DATA FOR THIS EXERCISE Start Marker

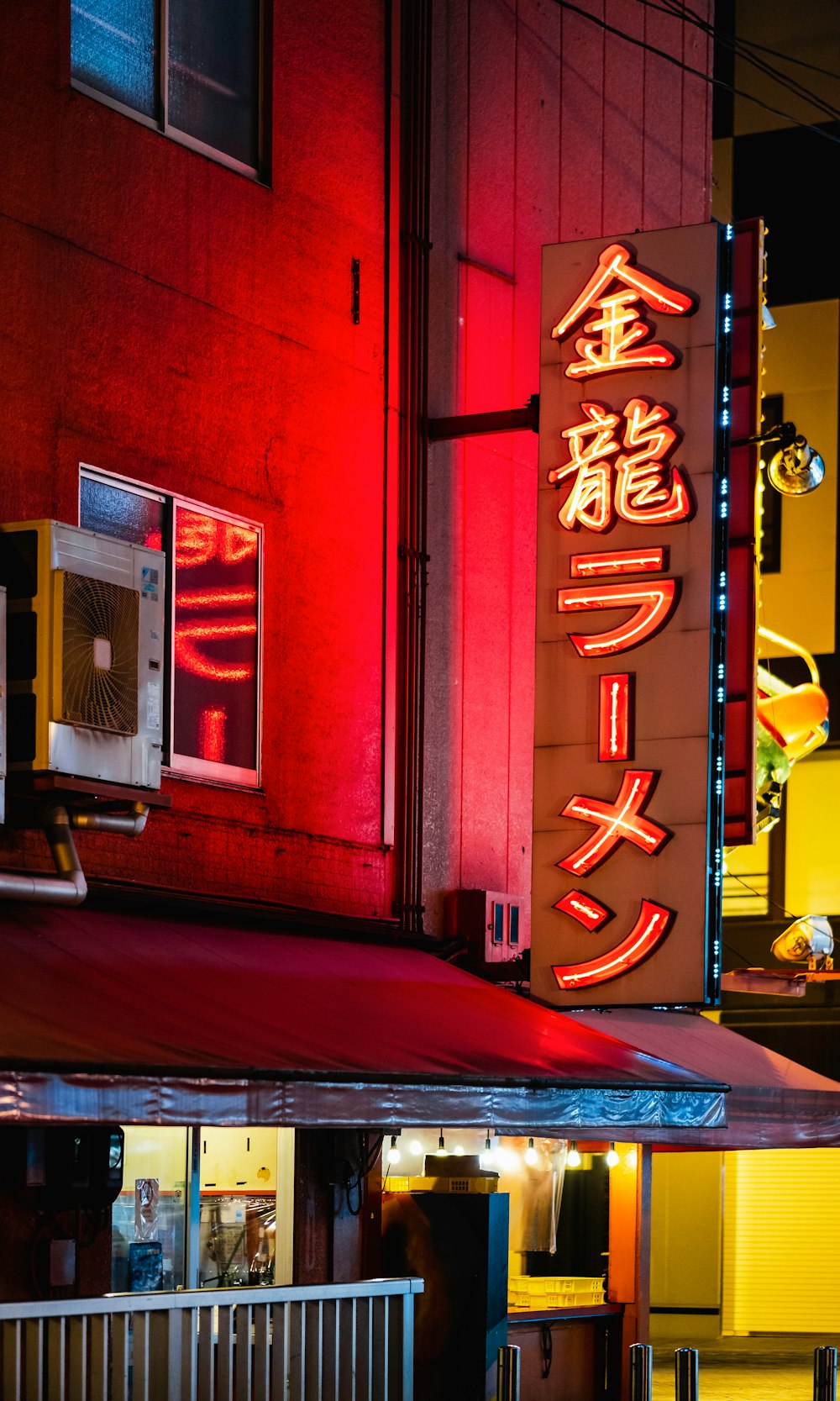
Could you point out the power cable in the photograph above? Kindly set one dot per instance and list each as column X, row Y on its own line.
column 686, row 67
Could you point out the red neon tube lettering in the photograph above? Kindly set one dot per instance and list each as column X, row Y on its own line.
column 648, row 930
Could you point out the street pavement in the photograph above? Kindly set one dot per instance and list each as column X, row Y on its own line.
column 747, row 1369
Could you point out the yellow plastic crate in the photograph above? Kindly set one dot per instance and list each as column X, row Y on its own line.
column 455, row 1186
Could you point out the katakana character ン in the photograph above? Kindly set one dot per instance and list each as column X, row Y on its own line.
column 590, row 499
column 648, row 930
column 648, row 492
column 651, row 603
column 613, row 823
column 617, row 338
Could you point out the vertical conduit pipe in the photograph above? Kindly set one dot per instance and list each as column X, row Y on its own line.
column 825, row 1375
column 686, row 1369
column 413, row 449
column 642, row 1372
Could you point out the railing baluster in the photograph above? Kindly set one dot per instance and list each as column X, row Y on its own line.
column 825, row 1375
column 281, row 1367
column 140, row 1358
column 262, row 1352
column 206, row 1355
column 333, row 1342
column 224, row 1356
column 189, row 1355
column 34, row 1351
column 243, row 1352
column 121, row 1341
column 77, row 1359
column 98, row 1330
column 12, row 1359
column 56, row 1355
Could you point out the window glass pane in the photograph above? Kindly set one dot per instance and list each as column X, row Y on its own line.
column 151, row 1207
column 213, row 75
column 113, row 48
column 216, row 645
column 111, row 510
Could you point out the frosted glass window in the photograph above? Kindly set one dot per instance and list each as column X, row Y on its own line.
column 213, row 571
column 202, row 86
column 213, row 76
column 113, row 50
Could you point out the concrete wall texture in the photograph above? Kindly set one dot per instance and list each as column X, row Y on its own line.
column 168, row 319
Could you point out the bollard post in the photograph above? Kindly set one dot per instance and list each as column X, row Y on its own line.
column 686, row 1369
column 642, row 1372
column 825, row 1375
column 507, row 1384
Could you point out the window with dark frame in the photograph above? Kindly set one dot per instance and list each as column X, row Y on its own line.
column 192, row 71
column 213, row 583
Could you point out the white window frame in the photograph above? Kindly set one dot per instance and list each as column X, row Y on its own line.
column 185, row 766
column 255, row 172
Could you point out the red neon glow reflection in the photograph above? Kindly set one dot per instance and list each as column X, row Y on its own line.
column 651, row 605
column 613, row 716
column 588, row 913
column 613, row 823
column 212, row 735
column 617, row 338
column 648, row 930
column 617, row 562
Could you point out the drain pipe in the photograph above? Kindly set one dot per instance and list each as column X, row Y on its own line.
column 69, row 886
column 126, row 824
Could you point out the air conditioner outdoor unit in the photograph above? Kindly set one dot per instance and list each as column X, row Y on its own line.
column 84, row 651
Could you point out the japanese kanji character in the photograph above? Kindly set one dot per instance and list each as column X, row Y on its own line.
column 617, row 338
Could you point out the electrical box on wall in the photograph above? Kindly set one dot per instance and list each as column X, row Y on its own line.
column 86, row 653
column 496, row 925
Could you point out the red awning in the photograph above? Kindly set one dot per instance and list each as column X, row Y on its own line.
column 772, row 1102
column 113, row 1016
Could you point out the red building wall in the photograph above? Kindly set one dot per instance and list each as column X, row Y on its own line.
column 548, row 126
column 168, row 319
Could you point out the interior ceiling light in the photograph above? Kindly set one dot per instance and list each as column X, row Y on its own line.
column 806, row 939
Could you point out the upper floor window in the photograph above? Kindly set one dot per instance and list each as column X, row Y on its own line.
column 192, row 71
column 213, row 576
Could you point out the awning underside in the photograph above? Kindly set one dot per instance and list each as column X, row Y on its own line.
column 119, row 1018
column 772, row 1102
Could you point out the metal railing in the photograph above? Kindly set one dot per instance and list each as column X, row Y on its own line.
column 327, row 1342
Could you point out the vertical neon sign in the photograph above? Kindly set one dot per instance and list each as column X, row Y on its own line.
column 630, row 566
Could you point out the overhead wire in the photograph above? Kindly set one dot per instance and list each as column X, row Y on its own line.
column 697, row 73
column 741, row 50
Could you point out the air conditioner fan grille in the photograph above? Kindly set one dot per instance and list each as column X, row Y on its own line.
column 100, row 655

DATA FOR THIS EXERCISE End Marker

→ TASK DETAILS
Working from the listing above, retype it exactly but include no images.

→ YOUR RESPONSE
Could you point out the power cable in the photograph above? Kindly set one dot per instance and list each as column X, row Y on its own line.
column 686, row 67
Could you point out the red neon tube lettering in the photograph above? Kindly set one dot per instance and list each as column X, row Y on its own line.
column 648, row 930
Could you point out the street pavement in the photograph above? Kindly set one dot per instance and list each as column X, row Y on its own line.
column 747, row 1369
Could you point out the yellow plastic crate in the photograph above? Kindly set one dot per instance and list each as column X, row Y on its own line.
column 455, row 1186
Could you point out the katakana character ン in the photograph above? Kindly set one dot per instance and list each as column X, row Y on its own line.
column 590, row 499
column 648, row 930
column 648, row 492
column 651, row 603
column 613, row 823
column 617, row 338
Could you point out the vertical conduit pipe in the photograph above? Kindly set one dot per instance and list each as column X, row Y on its own line.
column 825, row 1375
column 686, row 1369
column 413, row 449
column 642, row 1372
Could you point out the railing baluster in the photograph above? Kindly set one dot per instance and list each as column X, row Y on its own line.
column 825, row 1375
column 281, row 1367
column 140, row 1358
column 262, row 1352
column 206, row 1355
column 333, row 1342
column 224, row 1356
column 189, row 1355
column 34, row 1351
column 243, row 1352
column 121, row 1341
column 77, row 1359
column 98, row 1330
column 12, row 1359
column 56, row 1355
Could you point out the window glass pane in the photograph above? Kindly set one dot per instance and list each as column X, row Y on its own line.
column 151, row 1207
column 213, row 75
column 113, row 48
column 216, row 645
column 111, row 510
Could you point out the frosted glass window in the photograph above? Kindly set one dot per instance and list each as column X, row Y on its own line.
column 213, row 571
column 202, row 86
column 213, row 76
column 113, row 50
Could you point out the concrete wall texture in the photograph above? Kindly set one dot per instance and list each as column X, row Y on its own line.
column 168, row 319
Could you point out the bollard post in the photograph above? Kindly set one dot per instance and list each as column X, row Y on its own line.
column 686, row 1369
column 642, row 1372
column 825, row 1375
column 507, row 1384
Could you point out the window with dark frame in the photograph above? Kindly set one dot per instance and list each as column X, row Y on its own line.
column 192, row 71
column 213, row 583
Could you point out the white window frame in the photograph above? Kindly set one dot per instance and list each as column X, row Y on its own line.
column 185, row 766
column 255, row 172
Could you point out the red neon glow reflection in the photograph above? Kindly set one dot per instance and list each as column X, row Y on its own line.
column 651, row 605
column 613, row 716
column 588, row 913
column 613, row 823
column 212, row 735
column 617, row 338
column 648, row 930
column 617, row 562
Could you point out the drain pipe in the photograph above? Kindly set one dot per instance and list each as column X, row Y on its own line.
column 69, row 886
column 126, row 824
Could you point out the air conditioner outdoor unit in the photograph above? Kindly set one dot per instance and list each as column X, row Y on its own line.
column 84, row 651
Could you point out the japanese kanji character in the photograph above? Kindly set one dot per instance and list each as column X, row Y on its own line.
column 617, row 338
Could you point out the electrical box on wall in the photograph above? Kindly set one dot per instance and list each as column X, row Y on its own line.
column 86, row 653
column 496, row 925
Could you point out the red awning in the photograph above? Kindly set one dot per instance and list each as column X, row Y on its own line.
column 772, row 1102
column 113, row 1016
Could you point out the red building wall in the photograph above? Kindly set one dot per instance and list each as column X, row Y on its own line.
column 548, row 126
column 168, row 319
Could you point out the interior ceiling light in the photograph above? Kindly set one dot per instance and list each as column X, row Y on its own line.
column 806, row 939
Could you point out the upper floor window in the photograph above? Kindly set one dot per instance and list each as column X, row Y on its own line.
column 192, row 71
column 213, row 576
Could you point out the awning underside in the photograph above? Kindly set one dot per instance and list each as column X, row Y on its own line.
column 119, row 1018
column 772, row 1102
Could you point out the metal railing in the photograph above? Kindly set one dot per instance and list each as column X, row Y on its own line.
column 327, row 1342
Could you point out the vertical neon sign in the photograph above? Kindly set one dot per instance and list each as column X, row Y on its own line.
column 630, row 566
Could you point out the overhead wire in the photograph above? Kindly set one dot per instance and list each as column X, row Y on its own line.
column 697, row 73
column 741, row 50
Could you point out the air conditioner fan grille in the photograph above? Kindly set one dot per instance and list each as column X, row Y on its own line.
column 100, row 655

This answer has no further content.